_TASK DESCRIPTION_
Take the stretch from the line containing "Return one point per instance of the white building" through the line containing "[(271, 31)]" and rewrite it with "mountain" replaced by "peak", leaving everything else in those rows unchanged.

— Start of DATASET EXCERPTS —

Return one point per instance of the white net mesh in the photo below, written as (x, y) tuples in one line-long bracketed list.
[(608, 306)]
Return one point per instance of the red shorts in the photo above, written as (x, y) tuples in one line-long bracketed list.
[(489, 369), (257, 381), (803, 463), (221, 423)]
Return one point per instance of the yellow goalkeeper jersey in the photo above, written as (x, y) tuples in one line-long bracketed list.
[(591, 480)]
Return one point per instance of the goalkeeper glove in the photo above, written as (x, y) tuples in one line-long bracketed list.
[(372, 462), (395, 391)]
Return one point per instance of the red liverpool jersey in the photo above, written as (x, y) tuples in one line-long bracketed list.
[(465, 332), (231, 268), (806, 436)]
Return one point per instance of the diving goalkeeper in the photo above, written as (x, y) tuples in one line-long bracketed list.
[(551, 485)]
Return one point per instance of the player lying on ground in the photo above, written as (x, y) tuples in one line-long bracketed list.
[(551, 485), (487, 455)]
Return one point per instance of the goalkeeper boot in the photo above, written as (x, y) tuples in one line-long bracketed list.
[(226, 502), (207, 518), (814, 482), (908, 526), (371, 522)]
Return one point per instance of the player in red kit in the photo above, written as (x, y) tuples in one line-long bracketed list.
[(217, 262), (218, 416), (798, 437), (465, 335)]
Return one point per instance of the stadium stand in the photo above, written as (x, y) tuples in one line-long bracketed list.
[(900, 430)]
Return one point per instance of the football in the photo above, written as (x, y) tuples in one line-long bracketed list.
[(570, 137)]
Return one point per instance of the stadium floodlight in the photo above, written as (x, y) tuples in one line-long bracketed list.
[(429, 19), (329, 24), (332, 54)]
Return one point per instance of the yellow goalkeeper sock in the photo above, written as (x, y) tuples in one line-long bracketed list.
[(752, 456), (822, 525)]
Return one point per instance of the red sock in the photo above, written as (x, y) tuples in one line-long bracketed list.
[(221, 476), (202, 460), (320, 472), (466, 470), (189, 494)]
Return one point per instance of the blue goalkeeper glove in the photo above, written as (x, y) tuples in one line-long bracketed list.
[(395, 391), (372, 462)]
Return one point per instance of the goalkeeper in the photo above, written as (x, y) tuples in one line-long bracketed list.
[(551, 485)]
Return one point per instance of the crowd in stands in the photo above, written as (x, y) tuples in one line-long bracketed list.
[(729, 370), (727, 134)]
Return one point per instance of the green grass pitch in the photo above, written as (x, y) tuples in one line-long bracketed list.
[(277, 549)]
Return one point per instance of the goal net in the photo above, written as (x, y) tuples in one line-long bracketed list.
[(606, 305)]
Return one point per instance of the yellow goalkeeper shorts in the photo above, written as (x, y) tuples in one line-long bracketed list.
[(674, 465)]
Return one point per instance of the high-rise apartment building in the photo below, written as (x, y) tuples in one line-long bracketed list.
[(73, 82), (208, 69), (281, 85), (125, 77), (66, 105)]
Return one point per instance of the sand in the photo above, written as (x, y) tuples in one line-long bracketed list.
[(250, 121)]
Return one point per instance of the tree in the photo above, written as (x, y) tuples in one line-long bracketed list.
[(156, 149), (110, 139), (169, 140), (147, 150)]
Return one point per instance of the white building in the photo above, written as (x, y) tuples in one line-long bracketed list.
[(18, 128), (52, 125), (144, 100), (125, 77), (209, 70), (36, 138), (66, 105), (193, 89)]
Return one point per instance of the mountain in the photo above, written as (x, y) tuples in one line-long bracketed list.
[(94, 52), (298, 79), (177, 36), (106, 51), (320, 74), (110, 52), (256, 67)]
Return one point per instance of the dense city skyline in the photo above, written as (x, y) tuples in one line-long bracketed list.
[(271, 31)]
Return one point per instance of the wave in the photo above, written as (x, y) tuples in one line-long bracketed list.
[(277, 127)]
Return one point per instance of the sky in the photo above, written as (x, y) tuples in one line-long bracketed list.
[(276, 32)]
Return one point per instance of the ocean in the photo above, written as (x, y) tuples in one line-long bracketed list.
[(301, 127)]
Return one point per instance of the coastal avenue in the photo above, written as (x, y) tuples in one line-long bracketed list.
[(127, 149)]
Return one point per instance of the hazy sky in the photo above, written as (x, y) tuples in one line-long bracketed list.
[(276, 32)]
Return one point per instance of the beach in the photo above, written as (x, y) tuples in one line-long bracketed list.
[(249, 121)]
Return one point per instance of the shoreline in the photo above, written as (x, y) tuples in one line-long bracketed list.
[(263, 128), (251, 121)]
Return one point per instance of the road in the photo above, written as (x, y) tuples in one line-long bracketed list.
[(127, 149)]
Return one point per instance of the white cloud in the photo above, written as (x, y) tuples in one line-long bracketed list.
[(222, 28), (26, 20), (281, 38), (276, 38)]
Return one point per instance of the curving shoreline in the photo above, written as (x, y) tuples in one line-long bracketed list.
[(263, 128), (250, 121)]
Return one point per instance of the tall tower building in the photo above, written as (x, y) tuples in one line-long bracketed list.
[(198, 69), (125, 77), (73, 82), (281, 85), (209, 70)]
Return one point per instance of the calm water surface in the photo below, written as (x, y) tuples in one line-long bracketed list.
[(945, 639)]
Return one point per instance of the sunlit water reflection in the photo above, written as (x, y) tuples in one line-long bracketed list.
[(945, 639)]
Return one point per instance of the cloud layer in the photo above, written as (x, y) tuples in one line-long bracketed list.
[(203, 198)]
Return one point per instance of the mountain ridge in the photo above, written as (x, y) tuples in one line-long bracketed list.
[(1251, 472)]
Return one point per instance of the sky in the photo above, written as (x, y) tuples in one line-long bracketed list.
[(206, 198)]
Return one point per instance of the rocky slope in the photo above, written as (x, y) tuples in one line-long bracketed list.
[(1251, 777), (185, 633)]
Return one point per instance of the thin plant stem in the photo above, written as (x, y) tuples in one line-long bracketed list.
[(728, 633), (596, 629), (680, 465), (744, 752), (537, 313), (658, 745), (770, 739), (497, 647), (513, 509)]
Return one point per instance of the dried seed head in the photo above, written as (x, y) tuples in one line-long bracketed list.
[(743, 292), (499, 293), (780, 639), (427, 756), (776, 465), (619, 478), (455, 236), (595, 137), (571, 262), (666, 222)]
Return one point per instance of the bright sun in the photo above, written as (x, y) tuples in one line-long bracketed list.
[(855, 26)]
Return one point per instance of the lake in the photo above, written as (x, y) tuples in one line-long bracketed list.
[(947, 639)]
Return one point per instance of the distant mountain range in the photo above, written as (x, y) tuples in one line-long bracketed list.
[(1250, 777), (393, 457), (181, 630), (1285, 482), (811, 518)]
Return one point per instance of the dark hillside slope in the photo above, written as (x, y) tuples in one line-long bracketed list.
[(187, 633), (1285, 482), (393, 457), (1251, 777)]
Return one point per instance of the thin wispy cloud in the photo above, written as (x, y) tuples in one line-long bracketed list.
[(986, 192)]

— End of DATASET EXCERPTS —

_WORKED SOLUTION_
Return one point per instance of the white building in the photo above, written as (x, y) tuples in one line-long bracketed list.
[(18, 128), (52, 125), (144, 100), (125, 77), (209, 70), (36, 138), (66, 105), (193, 89)]
Return one point per instance of the peak in the photo above, written as (x, y) tuples in one line-long bracketed list.
[(94, 52), (298, 79), (177, 36), (106, 51), (320, 74), (110, 52), (256, 67)]
Return one point per instance of the dense city skyline in the photo above, written as (x, y) tuples in one line-long bracketed list.
[(271, 31)]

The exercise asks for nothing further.